Starting with the line that contains "Task: point to each instance of the wispy", reproduce each line through the end of the entries exactly as written.

## BEGIN

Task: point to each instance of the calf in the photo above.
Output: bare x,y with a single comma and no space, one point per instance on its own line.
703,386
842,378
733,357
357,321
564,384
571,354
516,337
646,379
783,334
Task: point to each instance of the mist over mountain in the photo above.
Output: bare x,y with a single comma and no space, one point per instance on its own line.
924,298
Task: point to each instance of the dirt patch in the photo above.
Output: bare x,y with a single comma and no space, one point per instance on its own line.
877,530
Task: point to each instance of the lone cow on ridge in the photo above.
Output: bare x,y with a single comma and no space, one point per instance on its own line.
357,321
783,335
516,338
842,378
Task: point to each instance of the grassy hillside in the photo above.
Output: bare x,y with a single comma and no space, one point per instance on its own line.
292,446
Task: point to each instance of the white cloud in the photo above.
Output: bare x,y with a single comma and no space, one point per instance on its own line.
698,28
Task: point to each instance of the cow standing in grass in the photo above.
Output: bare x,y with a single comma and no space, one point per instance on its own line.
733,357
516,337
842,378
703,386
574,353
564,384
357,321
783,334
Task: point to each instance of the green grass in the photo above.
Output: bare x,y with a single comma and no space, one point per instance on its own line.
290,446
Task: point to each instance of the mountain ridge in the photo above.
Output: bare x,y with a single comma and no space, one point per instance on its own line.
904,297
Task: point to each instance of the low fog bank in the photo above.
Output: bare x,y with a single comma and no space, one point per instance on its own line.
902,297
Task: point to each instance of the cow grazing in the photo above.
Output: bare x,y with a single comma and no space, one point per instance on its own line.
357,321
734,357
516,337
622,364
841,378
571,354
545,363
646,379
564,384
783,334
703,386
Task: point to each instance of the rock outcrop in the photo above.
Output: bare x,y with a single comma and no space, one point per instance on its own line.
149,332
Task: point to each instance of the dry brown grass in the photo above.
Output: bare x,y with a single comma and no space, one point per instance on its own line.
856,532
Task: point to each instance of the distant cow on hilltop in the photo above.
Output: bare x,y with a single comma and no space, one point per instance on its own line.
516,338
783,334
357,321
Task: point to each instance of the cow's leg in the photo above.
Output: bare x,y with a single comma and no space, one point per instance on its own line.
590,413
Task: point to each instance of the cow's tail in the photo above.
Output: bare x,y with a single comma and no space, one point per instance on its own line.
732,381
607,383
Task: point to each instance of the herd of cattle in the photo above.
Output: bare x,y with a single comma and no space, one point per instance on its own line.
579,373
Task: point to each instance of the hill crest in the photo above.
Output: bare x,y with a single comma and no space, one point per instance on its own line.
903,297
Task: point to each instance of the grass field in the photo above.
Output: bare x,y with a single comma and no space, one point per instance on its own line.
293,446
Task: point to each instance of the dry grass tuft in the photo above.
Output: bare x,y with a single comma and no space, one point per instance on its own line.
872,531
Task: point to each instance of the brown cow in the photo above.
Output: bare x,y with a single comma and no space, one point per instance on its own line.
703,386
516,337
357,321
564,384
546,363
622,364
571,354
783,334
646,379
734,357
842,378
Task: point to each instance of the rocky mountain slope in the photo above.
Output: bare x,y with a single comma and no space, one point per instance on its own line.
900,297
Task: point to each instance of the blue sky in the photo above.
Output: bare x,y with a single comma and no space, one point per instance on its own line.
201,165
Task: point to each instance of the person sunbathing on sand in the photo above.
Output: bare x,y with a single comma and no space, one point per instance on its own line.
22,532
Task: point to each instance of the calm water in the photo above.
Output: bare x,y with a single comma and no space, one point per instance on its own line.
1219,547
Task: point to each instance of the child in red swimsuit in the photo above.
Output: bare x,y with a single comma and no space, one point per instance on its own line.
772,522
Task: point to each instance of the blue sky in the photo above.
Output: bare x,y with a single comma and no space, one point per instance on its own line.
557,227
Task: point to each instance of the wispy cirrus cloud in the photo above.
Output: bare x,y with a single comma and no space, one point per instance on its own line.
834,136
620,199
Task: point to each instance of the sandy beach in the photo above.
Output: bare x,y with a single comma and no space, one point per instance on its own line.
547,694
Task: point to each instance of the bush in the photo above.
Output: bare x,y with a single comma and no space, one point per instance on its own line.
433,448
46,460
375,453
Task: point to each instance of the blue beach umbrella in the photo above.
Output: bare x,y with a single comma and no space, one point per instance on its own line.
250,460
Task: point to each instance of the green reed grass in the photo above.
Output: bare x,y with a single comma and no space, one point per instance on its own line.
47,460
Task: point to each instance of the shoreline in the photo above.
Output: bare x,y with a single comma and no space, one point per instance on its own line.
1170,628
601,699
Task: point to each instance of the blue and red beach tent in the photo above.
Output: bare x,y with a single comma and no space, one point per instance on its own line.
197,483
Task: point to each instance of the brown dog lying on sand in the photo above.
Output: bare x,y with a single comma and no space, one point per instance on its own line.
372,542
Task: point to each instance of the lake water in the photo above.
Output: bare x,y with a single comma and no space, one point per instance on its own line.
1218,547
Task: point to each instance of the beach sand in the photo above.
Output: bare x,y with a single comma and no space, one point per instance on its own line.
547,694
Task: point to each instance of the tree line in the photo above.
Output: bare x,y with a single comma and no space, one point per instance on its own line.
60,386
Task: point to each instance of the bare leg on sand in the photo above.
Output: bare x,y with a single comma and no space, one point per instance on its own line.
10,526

## END

**Result of the exercise**
Task: point to each instance of the wispy cirrus cloud in the photo above.
Output: bare x,y with a single comma and no space, one point per instance on its own line.
834,136
620,199
Task: point to each instance of the sandy beach in the photo above.
Output: bare x,y with a single comma and no space, one point per instance on its own line.
547,694
Task: point to each instance of the bush in the photo above.
Output: bare x,y with a single comma and no space, one point per instance on its own line.
433,448
46,460
375,453
Task: point to each instance of the blue beach umbrella in the photo above.
Output: bare x,y with a single comma and no space, one point per instance on its own line.
250,460
Task: point to each instance of the green reed grass in the photo above.
Output: bare x,y with a single comma and no space, one point per instance on its own line.
47,460
Task: point to each instance of the shoreline in the photo above.
Output: bare x,y with a single comma and no space, one point per instance on its own line.
1170,628
601,699
Task: point to each instance of the blue and red beach tent in the photo above.
Output: bare x,y with a single comma and no space, one point per instance on its own line.
197,483
Task: point to each instance of the brown dog lying on sand in the photo above.
Output: bare x,y with a single comma and no space, one point per instance on its own line.
372,542
Task: point to each instance of the lake water in the photo above.
Output: bare x,y with a single comma and no space, one point per instance on its own line.
1218,547
Task: point to each instance of the beach sand in the photo above.
Output: bare x,y with a single comma and no space, one point per instance on its own line.
547,694
Task: point to each instance of the tree line in the photo above.
Output: bare x,y with a single comma and no space, one point per instance on its own line.
60,386
Task: point to each instance of the bare leg on sand in the photo above.
Output: bare x,y with a single comma and no space, one point per instance on its own line.
10,526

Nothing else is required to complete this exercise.